▶ **Required work**
a – Using the Andrew Willcox profile, explain in one to three sentences why it calls him a "former mayor."
b – For each statement, decide whether the Andrew Willcox profile supports it. Answer yes or no and quote the deciding words: (i) He was born in Bowen, Queensland. (ii) He came after George Christensen as member for Dawson. (iii) In federal parliament he sits with the Liberal Party.
c – Please take the biography section of the Andrew Willcox profile further, starting after its last sentence.

▶ **Selected passage**
= = = = = = =
Member of the Australian Parliament for Dawson
- Incumbent
- Assumed office 21 May 2022
- Preceded by: George Christensen

3rd Mayor of Whitsunday Regional Council
- In office 4 April 2016 – June 2022

Personal details
- Born: Andrew Willcox 29 January 1969 (age 57) Bowen, Queensland, Australia
- Party: Liberal National
- Occupation: Politician, tomato farmer
- Profession: Politician; journalist;
- Website: https://www.andrewwillcox.com.au/

= Andrew Willcox =

Australian politician

Andrew Willcox (born 29 January 1969) is an Australian politician and former mayor who is a member of the House of Representatives since 2022, representing the division of Dawson. He is a member of the Liberal National Party and sits with the National Party in federal parliament.

==Biography==
Willcox was born and grew up in Bowen, Queensland, as a third-generation tomato farmer.
= = = = = = =
▶ **Entries provided**

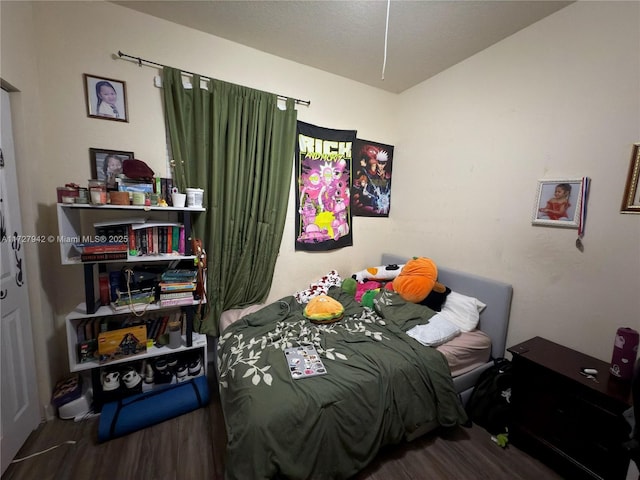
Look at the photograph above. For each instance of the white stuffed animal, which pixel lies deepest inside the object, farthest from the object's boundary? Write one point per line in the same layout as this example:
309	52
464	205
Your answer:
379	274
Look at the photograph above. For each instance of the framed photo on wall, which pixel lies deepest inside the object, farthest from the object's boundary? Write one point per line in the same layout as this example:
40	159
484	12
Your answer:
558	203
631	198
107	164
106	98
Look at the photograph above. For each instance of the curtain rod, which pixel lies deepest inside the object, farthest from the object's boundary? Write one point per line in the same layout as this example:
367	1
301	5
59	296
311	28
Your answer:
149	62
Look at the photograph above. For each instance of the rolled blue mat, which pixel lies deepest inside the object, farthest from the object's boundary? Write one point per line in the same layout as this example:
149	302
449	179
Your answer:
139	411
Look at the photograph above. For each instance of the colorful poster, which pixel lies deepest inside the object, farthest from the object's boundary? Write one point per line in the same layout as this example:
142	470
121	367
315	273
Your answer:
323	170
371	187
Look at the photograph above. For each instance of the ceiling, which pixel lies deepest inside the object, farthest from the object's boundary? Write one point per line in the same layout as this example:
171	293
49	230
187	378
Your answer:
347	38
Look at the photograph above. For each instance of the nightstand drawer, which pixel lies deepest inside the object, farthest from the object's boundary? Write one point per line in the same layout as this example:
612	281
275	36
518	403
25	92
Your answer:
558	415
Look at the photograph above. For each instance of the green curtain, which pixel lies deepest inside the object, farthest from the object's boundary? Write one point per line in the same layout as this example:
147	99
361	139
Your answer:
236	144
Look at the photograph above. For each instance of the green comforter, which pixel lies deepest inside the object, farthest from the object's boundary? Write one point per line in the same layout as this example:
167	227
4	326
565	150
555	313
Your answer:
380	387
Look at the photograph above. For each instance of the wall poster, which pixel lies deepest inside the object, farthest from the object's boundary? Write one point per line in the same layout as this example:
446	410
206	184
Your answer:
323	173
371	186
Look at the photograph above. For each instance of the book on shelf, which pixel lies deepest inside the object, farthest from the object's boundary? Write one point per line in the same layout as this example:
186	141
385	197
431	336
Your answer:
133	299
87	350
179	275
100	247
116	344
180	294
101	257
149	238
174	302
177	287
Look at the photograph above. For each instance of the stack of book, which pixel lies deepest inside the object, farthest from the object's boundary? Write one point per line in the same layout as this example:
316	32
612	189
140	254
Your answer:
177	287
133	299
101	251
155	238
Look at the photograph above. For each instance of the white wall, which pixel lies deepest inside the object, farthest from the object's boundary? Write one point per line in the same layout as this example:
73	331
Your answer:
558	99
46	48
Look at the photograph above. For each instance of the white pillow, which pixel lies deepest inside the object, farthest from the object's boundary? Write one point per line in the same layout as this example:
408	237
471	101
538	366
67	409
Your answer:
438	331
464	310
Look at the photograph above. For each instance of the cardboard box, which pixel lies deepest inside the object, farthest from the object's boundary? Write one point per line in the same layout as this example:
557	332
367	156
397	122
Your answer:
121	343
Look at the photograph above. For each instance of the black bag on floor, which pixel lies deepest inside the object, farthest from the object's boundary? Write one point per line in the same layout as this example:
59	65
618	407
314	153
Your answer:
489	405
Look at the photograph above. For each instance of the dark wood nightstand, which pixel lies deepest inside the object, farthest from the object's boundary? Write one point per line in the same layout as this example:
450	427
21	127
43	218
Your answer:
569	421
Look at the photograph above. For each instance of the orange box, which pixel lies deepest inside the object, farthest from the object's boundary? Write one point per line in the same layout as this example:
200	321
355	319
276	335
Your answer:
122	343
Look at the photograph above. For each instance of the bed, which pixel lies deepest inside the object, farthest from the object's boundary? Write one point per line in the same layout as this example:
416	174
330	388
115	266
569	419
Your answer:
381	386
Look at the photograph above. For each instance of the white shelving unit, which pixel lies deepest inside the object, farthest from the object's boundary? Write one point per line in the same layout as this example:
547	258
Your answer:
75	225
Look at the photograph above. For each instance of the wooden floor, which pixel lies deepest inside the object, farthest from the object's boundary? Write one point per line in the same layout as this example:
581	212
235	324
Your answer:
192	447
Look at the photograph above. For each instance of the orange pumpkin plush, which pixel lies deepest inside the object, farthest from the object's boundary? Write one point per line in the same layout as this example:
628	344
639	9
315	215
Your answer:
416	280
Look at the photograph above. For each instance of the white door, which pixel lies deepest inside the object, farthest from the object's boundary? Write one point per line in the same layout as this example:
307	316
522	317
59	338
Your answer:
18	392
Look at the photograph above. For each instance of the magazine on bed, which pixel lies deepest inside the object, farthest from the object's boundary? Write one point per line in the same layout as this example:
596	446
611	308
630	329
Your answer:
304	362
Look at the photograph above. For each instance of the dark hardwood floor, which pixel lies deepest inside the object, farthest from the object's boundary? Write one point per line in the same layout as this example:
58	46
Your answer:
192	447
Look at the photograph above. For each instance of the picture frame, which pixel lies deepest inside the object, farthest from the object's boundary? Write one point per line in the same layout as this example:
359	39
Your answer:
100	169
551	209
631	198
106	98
= = = = = = =
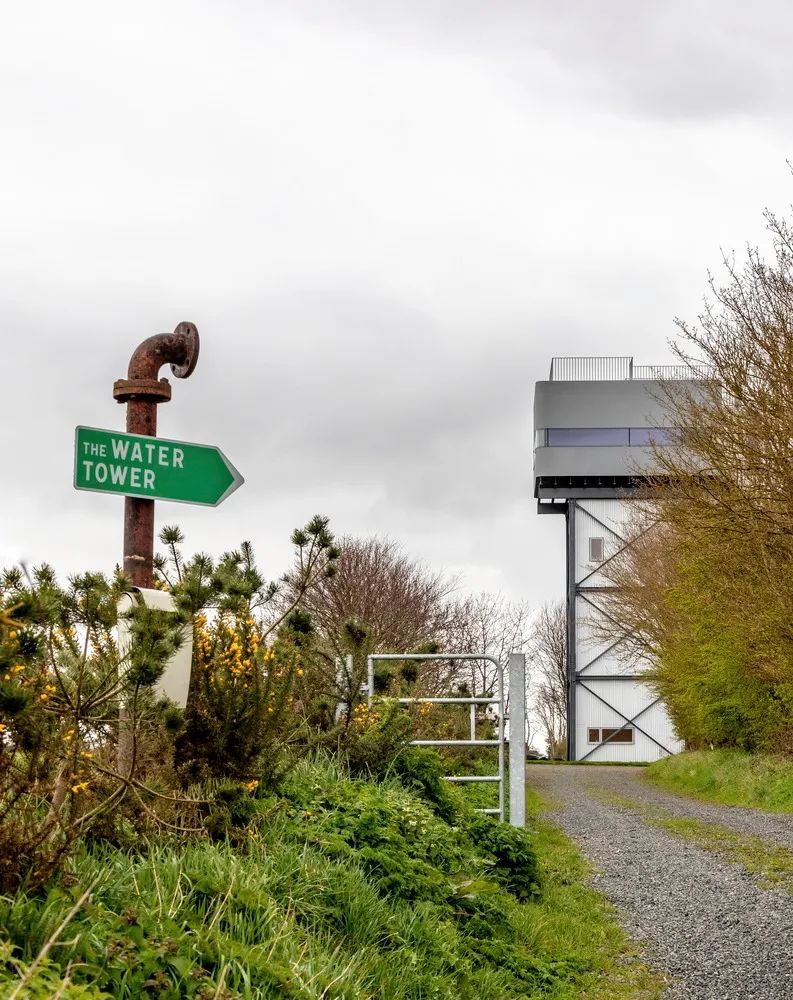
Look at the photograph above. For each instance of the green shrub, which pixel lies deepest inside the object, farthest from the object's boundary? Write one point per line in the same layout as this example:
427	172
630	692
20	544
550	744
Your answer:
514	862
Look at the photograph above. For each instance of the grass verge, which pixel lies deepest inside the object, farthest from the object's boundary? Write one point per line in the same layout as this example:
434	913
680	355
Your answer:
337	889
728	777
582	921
= = = = = = =
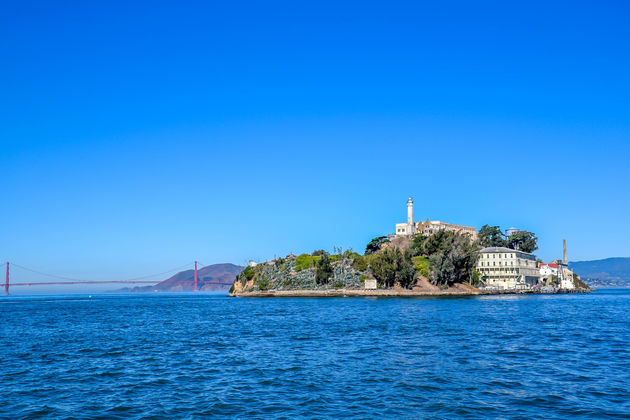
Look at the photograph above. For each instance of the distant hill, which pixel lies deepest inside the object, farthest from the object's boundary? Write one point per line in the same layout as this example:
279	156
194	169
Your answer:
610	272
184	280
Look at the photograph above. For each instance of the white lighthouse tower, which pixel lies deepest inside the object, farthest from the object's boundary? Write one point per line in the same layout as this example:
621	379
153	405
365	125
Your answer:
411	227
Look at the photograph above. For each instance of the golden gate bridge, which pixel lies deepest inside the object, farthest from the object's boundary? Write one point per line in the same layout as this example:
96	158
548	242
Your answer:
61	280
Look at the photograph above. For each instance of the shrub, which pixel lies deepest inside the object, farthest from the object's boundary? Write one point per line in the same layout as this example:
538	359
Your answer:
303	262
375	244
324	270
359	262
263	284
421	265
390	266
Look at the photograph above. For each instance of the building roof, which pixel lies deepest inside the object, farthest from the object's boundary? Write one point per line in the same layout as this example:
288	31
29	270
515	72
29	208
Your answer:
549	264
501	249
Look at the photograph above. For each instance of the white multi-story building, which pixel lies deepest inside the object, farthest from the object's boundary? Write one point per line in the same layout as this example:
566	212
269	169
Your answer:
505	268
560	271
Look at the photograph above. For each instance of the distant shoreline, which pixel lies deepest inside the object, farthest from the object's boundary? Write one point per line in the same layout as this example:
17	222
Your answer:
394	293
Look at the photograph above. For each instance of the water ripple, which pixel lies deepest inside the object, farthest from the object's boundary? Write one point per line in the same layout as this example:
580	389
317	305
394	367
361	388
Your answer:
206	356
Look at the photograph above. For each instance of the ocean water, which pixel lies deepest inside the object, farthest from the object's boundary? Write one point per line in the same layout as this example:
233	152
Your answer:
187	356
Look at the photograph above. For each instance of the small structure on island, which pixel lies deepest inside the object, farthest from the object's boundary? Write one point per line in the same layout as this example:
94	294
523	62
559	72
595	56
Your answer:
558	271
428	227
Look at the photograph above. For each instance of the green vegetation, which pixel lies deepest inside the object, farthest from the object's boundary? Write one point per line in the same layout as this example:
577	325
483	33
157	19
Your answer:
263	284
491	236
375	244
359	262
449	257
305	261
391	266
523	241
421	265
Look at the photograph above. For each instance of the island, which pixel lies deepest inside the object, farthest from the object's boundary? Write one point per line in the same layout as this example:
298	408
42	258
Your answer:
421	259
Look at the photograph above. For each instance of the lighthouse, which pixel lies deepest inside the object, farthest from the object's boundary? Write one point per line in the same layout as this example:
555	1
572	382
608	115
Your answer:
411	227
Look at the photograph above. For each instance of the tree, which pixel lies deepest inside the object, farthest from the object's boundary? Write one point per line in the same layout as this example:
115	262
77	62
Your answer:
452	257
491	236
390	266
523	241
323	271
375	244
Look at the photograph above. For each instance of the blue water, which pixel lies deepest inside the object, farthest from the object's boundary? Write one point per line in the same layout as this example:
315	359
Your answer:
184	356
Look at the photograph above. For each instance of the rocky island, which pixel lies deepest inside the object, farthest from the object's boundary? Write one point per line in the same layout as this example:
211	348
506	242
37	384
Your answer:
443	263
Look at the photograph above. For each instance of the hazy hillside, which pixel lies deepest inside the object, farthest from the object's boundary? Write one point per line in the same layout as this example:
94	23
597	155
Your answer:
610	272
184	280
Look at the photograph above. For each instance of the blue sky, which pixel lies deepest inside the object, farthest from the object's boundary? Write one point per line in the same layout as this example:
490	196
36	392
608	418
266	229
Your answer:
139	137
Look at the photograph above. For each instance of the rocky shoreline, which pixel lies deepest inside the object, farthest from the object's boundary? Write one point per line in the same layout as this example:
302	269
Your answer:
= = = = = = =
▶ **Results in order**
a – He served as the 3rd Mayor of Whitsunday Regional Council "4 April 2016 – June 2022," so that office has ended. He has been the member for Dawson in the House of Representatives since 2022.

b –
(i) Yes: "Willcox was born and grew up in Bowen, Queensland"
(ii) Yes: "Preceded by: George Christensen"
(iii) No: "sits with the National Party in federal parliament"

c –
Willcox elected on to the Whitsunday Regional Council as a Division 6 councillor in 2012. He was subsequently elected as the mayor of the Whitsunday Regional Council in 2016, and was re-elected to the same position in April 2020.

In August 2021, Willcox was selected as a Liberal National Party candidate for the division of Dawson. In April 2022, he took leave from his mayoralty role to contest the 2022 federal election. He was elected at the federal election on 21 May and subsequently resigned as Mayor officially in June.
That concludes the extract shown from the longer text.